■ Exercise:
Reproduce each of the records below verbatim, line by line, without altering any wording, numbers, or punctuation.

■ Stored rows:
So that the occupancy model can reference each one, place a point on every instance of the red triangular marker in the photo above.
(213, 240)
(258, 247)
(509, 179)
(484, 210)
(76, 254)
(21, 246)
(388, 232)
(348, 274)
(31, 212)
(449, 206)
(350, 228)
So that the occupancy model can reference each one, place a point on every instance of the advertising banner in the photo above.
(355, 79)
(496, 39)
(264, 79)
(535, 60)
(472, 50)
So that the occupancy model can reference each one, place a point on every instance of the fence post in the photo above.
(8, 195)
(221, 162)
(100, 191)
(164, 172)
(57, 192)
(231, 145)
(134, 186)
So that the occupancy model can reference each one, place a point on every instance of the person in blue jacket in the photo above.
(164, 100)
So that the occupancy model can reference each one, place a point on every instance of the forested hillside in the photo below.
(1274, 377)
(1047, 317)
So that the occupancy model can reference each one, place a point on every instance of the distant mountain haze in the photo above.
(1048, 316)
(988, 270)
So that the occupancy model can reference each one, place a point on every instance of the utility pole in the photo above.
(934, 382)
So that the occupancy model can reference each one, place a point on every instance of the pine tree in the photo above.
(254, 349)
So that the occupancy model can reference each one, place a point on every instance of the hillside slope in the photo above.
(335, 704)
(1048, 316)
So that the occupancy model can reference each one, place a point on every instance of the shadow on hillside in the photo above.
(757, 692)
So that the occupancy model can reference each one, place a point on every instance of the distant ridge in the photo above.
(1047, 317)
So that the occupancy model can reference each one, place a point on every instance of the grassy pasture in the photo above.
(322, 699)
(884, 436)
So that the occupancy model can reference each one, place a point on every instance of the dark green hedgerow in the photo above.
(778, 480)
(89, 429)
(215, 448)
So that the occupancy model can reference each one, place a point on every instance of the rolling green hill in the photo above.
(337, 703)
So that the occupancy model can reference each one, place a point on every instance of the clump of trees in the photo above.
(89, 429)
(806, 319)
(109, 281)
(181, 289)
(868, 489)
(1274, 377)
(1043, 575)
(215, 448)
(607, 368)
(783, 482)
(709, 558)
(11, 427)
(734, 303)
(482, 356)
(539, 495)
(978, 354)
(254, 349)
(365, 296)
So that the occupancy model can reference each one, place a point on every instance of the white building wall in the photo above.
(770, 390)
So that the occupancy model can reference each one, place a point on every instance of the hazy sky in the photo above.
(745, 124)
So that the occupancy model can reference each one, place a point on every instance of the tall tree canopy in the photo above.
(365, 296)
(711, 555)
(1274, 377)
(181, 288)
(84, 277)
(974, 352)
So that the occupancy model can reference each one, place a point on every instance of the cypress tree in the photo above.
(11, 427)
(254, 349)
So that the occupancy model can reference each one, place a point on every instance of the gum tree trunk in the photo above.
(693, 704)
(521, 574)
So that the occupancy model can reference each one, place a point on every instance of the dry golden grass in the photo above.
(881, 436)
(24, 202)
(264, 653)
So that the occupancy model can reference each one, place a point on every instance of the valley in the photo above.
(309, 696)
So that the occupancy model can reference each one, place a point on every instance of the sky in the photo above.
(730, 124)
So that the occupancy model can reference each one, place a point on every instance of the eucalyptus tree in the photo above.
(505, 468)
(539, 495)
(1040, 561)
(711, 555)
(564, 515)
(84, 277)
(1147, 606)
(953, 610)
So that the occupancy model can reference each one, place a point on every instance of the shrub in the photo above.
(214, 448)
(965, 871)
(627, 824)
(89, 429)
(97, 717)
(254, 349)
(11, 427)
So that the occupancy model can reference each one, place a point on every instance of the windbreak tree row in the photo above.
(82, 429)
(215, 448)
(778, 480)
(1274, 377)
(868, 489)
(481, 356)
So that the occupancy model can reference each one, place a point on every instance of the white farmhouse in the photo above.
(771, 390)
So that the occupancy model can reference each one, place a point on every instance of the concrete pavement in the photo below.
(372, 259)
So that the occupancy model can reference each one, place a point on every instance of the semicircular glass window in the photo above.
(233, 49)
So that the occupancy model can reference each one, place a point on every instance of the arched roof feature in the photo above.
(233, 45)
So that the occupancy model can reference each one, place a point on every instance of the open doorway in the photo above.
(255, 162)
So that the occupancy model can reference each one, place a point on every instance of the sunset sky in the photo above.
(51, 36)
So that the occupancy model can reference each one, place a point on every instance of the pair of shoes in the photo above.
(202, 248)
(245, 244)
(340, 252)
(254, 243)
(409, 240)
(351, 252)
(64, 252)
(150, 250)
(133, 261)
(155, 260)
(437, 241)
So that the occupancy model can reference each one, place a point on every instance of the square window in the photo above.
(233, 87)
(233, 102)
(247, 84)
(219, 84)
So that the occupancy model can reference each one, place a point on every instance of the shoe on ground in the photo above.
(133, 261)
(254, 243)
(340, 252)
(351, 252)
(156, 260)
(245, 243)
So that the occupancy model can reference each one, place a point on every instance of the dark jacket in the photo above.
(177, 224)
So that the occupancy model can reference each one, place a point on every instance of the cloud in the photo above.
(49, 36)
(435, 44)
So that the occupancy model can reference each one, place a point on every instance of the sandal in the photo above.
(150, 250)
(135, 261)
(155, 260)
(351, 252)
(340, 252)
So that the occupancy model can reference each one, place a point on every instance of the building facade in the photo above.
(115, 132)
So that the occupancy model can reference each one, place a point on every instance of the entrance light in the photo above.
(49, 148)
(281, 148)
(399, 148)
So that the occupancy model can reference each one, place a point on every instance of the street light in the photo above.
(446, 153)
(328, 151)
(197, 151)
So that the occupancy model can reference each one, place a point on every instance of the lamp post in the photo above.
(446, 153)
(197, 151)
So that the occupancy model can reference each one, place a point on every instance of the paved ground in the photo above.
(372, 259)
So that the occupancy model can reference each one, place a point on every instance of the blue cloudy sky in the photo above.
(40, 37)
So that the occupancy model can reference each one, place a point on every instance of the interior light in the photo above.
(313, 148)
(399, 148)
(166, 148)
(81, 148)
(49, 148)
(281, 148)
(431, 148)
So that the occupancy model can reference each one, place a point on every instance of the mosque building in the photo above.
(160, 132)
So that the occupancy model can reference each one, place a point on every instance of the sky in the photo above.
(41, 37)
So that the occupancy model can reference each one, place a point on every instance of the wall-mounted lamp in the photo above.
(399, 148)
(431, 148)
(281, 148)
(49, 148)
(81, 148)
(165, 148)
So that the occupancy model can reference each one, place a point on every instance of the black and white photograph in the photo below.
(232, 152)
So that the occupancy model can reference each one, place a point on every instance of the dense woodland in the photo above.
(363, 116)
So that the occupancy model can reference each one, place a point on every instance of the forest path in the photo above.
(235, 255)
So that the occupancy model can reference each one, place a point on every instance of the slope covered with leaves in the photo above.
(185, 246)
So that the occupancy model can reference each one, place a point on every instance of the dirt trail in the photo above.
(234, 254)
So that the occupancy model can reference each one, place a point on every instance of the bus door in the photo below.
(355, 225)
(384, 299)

■ Problem solution:
So that the occupancy model can reference each one, place a point on every instance of the red triangular marker in the photo above.
(213, 240)
(258, 247)
(509, 179)
(484, 210)
(76, 254)
(21, 246)
(388, 232)
(348, 274)
(31, 212)
(449, 206)
(350, 228)
So that the occupancy model can reference each one, place a point on every instance of the advertising banner in the photo above.
(355, 79)
(496, 39)
(264, 79)
(535, 60)
(472, 50)
So that the occupancy model can reference each one, place a point on every instance of the fence post in the photo above.
(8, 195)
(221, 162)
(100, 191)
(164, 172)
(57, 192)
(231, 145)
(134, 186)
So that the occupancy model can reference each one, place a point on every instance of the person in blue jacket in the photo above.
(164, 100)
So that the occupancy model can reference each one, place a point on every instance of the forested hillside in the photo below.
(1274, 377)
(1047, 317)
So that the occupancy model can reference each one, place a point on every instance of the distant mountain haze in the photo above.
(1048, 316)
(988, 270)
So that the occupancy model can reference each one, place a point on every instance of the utility pole in the photo above.
(934, 382)
So that the occupancy model can reference each one, place a point on every instance of the pine tree in the photo above.
(254, 349)
So that the occupancy model can reference each one, place a point on every instance of the hillside slope in the photo above.
(335, 704)
(1048, 316)
So that the occupancy model can reference each one, place a point on every instance of the shadow on hillside in the photo above.
(757, 692)
So that the occupancy model can reference each one, place a point on every instance of the distant ridge in the photo above.
(1047, 317)
So that the occupancy model can reference each one, place a point on every instance of the grassy pasture in the photo above.
(322, 699)
(884, 436)
So that the occupancy model can reference each one, place a point on every instance of the dark green hedgerow in the photo above.
(778, 480)
(89, 429)
(215, 448)
So that the occupancy model can reference each one, place a point on every instance of the rolling green hill in the photo above.
(337, 703)
So that the occupancy model can reference each one, place a point on every instance of the clump of trees in the photo above.
(89, 429)
(806, 319)
(109, 281)
(181, 289)
(868, 489)
(1274, 377)
(1043, 575)
(215, 448)
(607, 368)
(783, 482)
(709, 558)
(11, 427)
(734, 303)
(482, 356)
(539, 495)
(978, 354)
(254, 349)
(365, 296)
So that the occupancy model can reference each one, place a point on every instance of the white building wall in the photo above.
(770, 390)
So that the occupancy model can reference each one, place a point on every instance of the hazy sky in the photo above.
(745, 124)
So that the occupancy model can reference each one, place a point on every instance of the tall tree canopy in the photo above.
(365, 296)
(711, 555)
(1274, 377)
(181, 288)
(84, 277)
(974, 352)
So that the occupancy model can reference each one, place a point on every instance of the cypress tree in the photo above.
(11, 427)
(254, 349)
So that the occupancy model can reference each one, place a point on every instance of the gum tree trunk in the photo above.
(693, 704)
(521, 574)
So that the occupancy model can reference each one, place a point on every instance of the dry golden grass in the photo above.
(881, 436)
(24, 202)
(264, 653)
So that the occupancy model can reference each one, place a point on every instance of the valley in the photo above.
(309, 696)
So that the occupancy model can reference each one, place a point on every instance of the sky in the photo above.
(730, 124)
So that the occupancy model can reference each one, place a point on every instance of the eucalyptus tree in the photo above.
(505, 468)
(539, 495)
(1040, 561)
(711, 555)
(564, 515)
(84, 277)
(1147, 606)
(953, 610)
So that the occupancy model can reference each one, place a point on every instance of the shrub in the photo above.
(214, 448)
(965, 871)
(627, 824)
(89, 429)
(97, 717)
(254, 349)
(11, 427)
So that the occupancy model can reference each one, place a point on every instance of the windbreak tree row in the photo above.
(82, 429)
(215, 448)
(778, 480)
(1274, 377)
(868, 489)
(481, 356)
So that the occupancy model can reference each one, place a point on every instance of the white farmhouse in the photo above.
(771, 390)
So that the occupancy model can reference each one, place a point on every instance of the concrete pavement in the photo below.
(372, 259)
So that the occupancy model can reference each one, place a point on every instance of the semicircular glass window in the photo above.
(233, 49)
So that the occupancy model can reference each one, place a point on every instance of the arched roof feature in the photo above.
(233, 45)
So that the occupancy model can reference each one, place a point on every instance of the open doorway in the photo above.
(255, 162)
So that the occupancy model can reference each one, place a point on every instance of the sunset sky in the photo above.
(51, 36)
So that the occupancy model can reference each one, place a point on every instance of the pair of shoes in the photo above.
(202, 248)
(245, 244)
(340, 252)
(254, 243)
(409, 240)
(351, 252)
(64, 252)
(150, 250)
(133, 261)
(155, 260)
(437, 241)
So that the occupancy model can reference each one, place a point on every instance of the square window in the photo above.
(233, 87)
(233, 102)
(247, 84)
(219, 84)
So that the occupancy model can reference each one, place a point on every instance of the shoe on ground in the photo above.
(133, 261)
(254, 243)
(340, 252)
(351, 252)
(156, 260)
(245, 243)
So that the occupancy model can reference each one, place a point on every instance of the dark jacket in the photo above.
(177, 224)
So that the occupancy model can reference each one, place a point on every instance of the cloud in the photo above.
(49, 36)
(435, 44)
So that the occupancy model can reference each one, place a point on every instance of the sandal in the photo above.
(150, 250)
(135, 261)
(155, 260)
(351, 252)
(340, 252)
So that the occupancy model can reference each one, place a point on every instance of the building facade in the photo above.
(115, 132)
So that the occupancy model can reference each one, place a point on every instance of the entrance light in the photo above.
(49, 148)
(281, 148)
(399, 148)
So that the occupancy model can reference each one, place a point on every instance of the street light in the photo above.
(446, 153)
(328, 151)
(197, 151)
So that the occupancy model can reference each one, place a point on every instance of the lamp post in the photo above.
(446, 153)
(197, 151)
So that the occupancy model can reference each one, place a point on every instance of the paved ground in the photo above.
(372, 259)
So that the occupancy model can reference each one, place a point on every instance of the blue cloudy sky in the photo above.
(40, 37)
So that the occupancy model can reference each one, place a point on every instance of the interior light in the photo above.
(313, 148)
(399, 148)
(166, 148)
(81, 148)
(49, 148)
(281, 148)
(431, 148)
So that the occupancy model can reference each one, place a point on every instance of the mosque building in the photo above.
(160, 132)
So that the occupancy model can reference each one, place a point on every instance of the sky in the photo above.
(41, 37)
So that the occupancy model can reference each one, place a point on every instance of the wall-mounted lamp in the photo above.
(399, 148)
(431, 148)
(281, 148)
(49, 148)
(81, 148)
(165, 148)
So that the occupancy model can reference each one, place a point on every instance of the black and white photograph in the photo below.
(232, 152)
So that the occupancy model can reference each one, place a point on every instance of the dense woodland in the photo above.
(363, 116)
So that the occupancy model can reference each one, place a point on every instance of the forest path in the photo above.
(235, 255)
So that the occupancy model can reference each one, place a point on every instance of the slope covered with leaves in the photo above.
(185, 246)
So that the occupancy model can reference each one, place a point on every instance of the dirt trail in the photo above.
(234, 254)
So that the occupancy model can reference each one, place a point on every instance of the bus door in the photo below.
(355, 225)
(384, 299)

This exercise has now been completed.